Lucides, quand l'un se définie comme « un homme dur, violent, peu aimable, peu affectueux, foncièrement païen, follement épris de joie et de plaisir, qui vous dit qu'il n'y a de vérité que dans le reniement de tout ce qu'il aime, c'est un homme de lettres qui cautionne une religion dont le premier mot est le mépris de soi-même, c'est un homme horriblement souillé, les entrailles encore brûlantes du poison le plus noir, qui vous parle des noces virginales et de ce silence qui est au-dessus de la parole », l'autre répond, encore plus clairvoyant : « Je suis né violent et dur, moi aussi, hautain, solitaire et sauvage. Plus follement païen que vous, mon très cher. Épris de la vie et de la joie, jusqu'au délire, — oui, la frénésie de toute joie et de toute conquête. Mais je suis double, et vous l'étiez aussi. Les plus violents sont les plus tendres. » Certes, Suarès est violent, passionné, solitaire, méprisant, il est superbe. Pourtant ses élans de tendresse (qui ne trouvent pas d'issues) et cet amour de la vie, son admiration sincère pour le catholicisme, laissent à Claudel un espoir de conversion.
Ils se sont trouvés et bien trouvés, le prêcheur et le solitaire. La grande affaire de leur correspondance est la conversion de Suarès au catholicisme, Claudel ne se lasse jamais de le pousser et chaque fois l'autre lui envoie une fin de non-recevoir, pendant dix ans aucun des deux n'avancera d'un pouce sur ce sujet. Ce n'est pas que Suarès soit hostile au catholicisme, au contraire, il écrit: « si j'avais une religion, je serais certainement catholique. Je dis plus : il n'y a point de religion que la catholique », ou « Je crois à Jésus, si aimer c'est croire. Mais, par disgrâce, il n'en est rien ». Claudel n'apporte qu'une seule solution, celle de prier : « comment savez-vous que Dieu n'est pas là, si vous ne l'appelez jamais ? », ce à quoi Suarès répond: « Il ne suffit pas de se donner : il faut être pris. Mon coeur est seul, dans cet amour. J'y vois mon destin d'éternelle solitude ». Voilà, c'est tout, rien de plus.

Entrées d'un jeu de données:
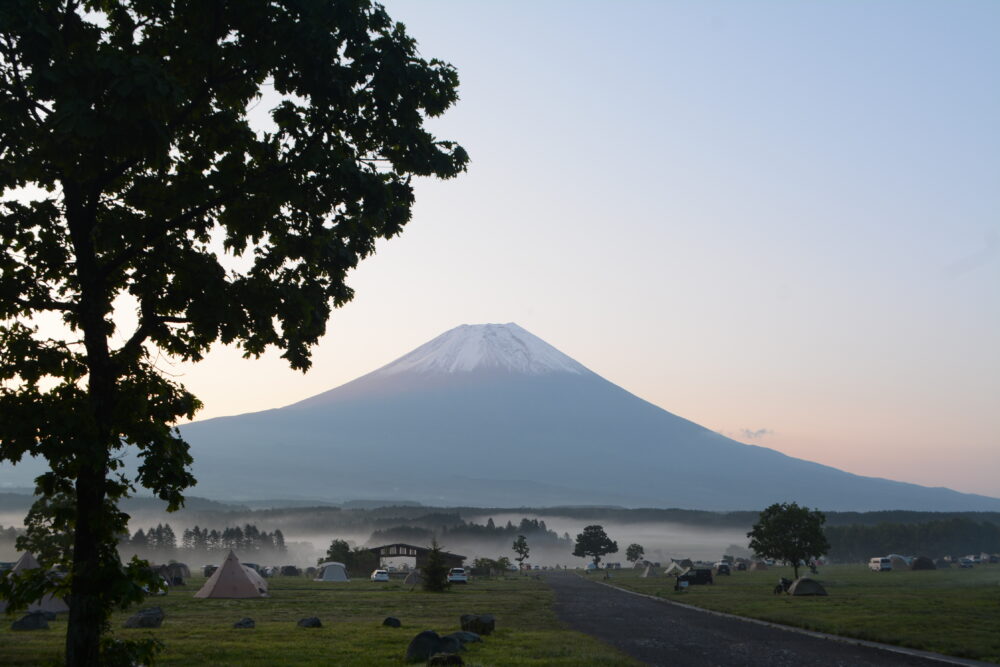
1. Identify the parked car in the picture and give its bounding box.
[677,567,715,585]
[448,567,469,584]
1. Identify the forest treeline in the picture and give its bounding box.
[119,524,287,560]
[825,517,1000,562]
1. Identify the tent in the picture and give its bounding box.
[663,561,687,575]
[0,551,69,614]
[194,551,267,598]
[788,577,826,595]
[313,562,350,581]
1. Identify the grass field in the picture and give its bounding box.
[610,565,1000,663]
[0,576,637,667]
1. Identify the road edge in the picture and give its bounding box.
[575,573,997,667]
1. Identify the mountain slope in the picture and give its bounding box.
[182,324,1000,511]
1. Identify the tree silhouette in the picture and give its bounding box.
[0,0,468,666]
[747,503,830,579]
[573,525,618,567]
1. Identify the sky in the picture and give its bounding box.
[11,0,1000,496]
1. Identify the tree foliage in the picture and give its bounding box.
[625,542,646,563]
[0,0,467,665]
[420,540,450,593]
[573,525,618,567]
[747,503,830,579]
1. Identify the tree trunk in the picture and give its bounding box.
[66,465,107,667]
[63,188,117,667]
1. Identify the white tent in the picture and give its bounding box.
[194,551,267,598]
[313,562,350,581]
[0,551,69,614]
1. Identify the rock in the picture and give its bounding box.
[459,614,496,635]
[125,607,166,628]
[406,630,462,664]
[445,630,483,646]
[10,611,49,630]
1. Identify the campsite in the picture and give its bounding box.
[0,573,637,667]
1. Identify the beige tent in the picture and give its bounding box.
[663,561,687,575]
[194,551,267,598]
[788,577,826,595]
[0,551,69,614]
[313,562,350,581]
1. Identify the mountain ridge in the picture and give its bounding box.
[181,323,1000,511]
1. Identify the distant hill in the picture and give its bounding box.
[168,324,1000,511]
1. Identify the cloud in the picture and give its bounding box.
[740,428,774,440]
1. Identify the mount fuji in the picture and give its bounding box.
[181,324,1000,511]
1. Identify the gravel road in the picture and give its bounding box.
[545,572,983,667]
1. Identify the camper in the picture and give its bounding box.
[868,556,892,572]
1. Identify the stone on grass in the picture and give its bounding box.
[10,611,49,630]
[445,630,483,646]
[459,614,496,635]
[406,630,462,662]
[125,607,166,628]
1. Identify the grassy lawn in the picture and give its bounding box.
[0,577,637,666]
[611,565,1000,663]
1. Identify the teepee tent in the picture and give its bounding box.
[313,562,350,581]
[663,561,687,575]
[194,551,267,598]
[0,551,69,614]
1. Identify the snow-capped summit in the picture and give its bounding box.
[372,322,590,376]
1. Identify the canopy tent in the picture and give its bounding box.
[194,551,267,598]
[313,562,350,581]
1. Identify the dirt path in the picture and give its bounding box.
[545,572,977,667]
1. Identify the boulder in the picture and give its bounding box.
[459,614,496,635]
[406,630,462,662]
[10,611,49,630]
[124,607,166,628]
[445,630,483,646]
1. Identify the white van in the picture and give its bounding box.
[868,556,892,572]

Énoncé:
Répondez, s'il vous plaît, à ces questions sur la page :
1. Qu'est-ce qui laisse à Claudel un espoir de conversion de Suarès ?
2. Pendant combien de temps aucun des deux n'avance-t-il d'un pouce sur ce sujet ?
3. Quelle seule solution Claudel apporte-t-il ?

Corrigé de l'exercice:
1. Les élans de tendresse de Suarès, son amour de la vie et son admiration sincère pour le catholicisme.
2. Pendant dix ans.
3. Prier.